To emphasize our position, we at this publication believe that there is an urgent need for hard-hitting reporting on pivotal and sensitive aspects of national governance in this country. This is sadly lacking in most places in this society’s once fearless and truly independent Fourth Estate. Matters that lack the above crucial elements, or fail to bring about those personal deficiency in work standing, or any diminishing the reputation of those bringing suit for defamation, as claimed, do not rise to the levels that they have been taken to, and succeeded in emerging victorious.
Sometimes, in the pace and heat of daily media pressures, honest mistakes are made, and in the rush to stake out what is truly believed to be fair comment on any issue, or situation. It is a longstanding bar that public figures are held to higher standard of proof, and that harsh, sometimes punishing, commentary are part of their official calling.

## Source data
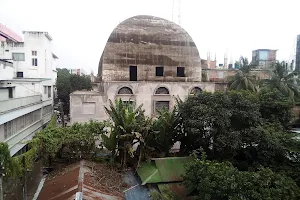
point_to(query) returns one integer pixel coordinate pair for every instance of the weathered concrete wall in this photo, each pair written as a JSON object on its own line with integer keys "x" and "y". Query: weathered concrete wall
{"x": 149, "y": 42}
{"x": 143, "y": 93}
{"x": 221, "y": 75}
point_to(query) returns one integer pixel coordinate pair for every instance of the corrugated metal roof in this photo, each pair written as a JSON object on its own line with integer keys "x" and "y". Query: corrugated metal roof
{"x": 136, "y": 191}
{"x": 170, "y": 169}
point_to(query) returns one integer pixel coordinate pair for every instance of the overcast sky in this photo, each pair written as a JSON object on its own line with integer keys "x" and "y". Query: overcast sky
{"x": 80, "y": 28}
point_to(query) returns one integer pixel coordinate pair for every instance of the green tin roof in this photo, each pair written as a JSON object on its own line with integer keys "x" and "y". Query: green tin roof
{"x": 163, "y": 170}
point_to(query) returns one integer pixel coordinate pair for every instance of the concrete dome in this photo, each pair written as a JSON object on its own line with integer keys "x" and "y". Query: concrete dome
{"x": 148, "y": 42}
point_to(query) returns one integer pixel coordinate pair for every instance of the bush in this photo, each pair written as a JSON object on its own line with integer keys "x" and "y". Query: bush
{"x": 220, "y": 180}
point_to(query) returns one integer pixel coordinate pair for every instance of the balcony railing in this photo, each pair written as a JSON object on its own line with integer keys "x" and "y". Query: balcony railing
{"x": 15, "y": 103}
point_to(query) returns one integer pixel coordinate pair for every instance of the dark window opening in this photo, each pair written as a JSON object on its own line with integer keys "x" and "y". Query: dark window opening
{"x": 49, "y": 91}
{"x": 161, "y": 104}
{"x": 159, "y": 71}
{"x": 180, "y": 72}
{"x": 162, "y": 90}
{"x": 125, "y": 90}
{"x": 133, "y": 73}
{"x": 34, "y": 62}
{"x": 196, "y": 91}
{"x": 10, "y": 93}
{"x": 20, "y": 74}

## Problems and tasks
1. According to the editorial on defamation and press reporting, what standard of proof are public figures held to?
2. Continue the editorial on defamation and press reporting, starting right after its last sentence.

## Per-task answers
1. Public figures are held to a higher standard of proof.

2.
This was part of the crux of The Times’ defense, meaning that an error was made. In the Palin case it is that the error was not an instance of actual malice, but due primarily to the pressure cooker environment in which media professionals function, day in and day out, and with an eye to competitive forces multiplying. Interestingly, it is a fact that the Times has not lost a libel case in America in five decades, where laws provide much more robust press protections than in other countries.
Moreover, when public figures are held in the same manner as ordinary members of the population, and do not have to “meet a high legal bar for proving harm from an unflattering article” American press freedom watchdogs warn that those who operate in the media world will tuck in their tails and retreat, doing disservice to public yearning for truths about how official business is conducted. This harms the public, there and here.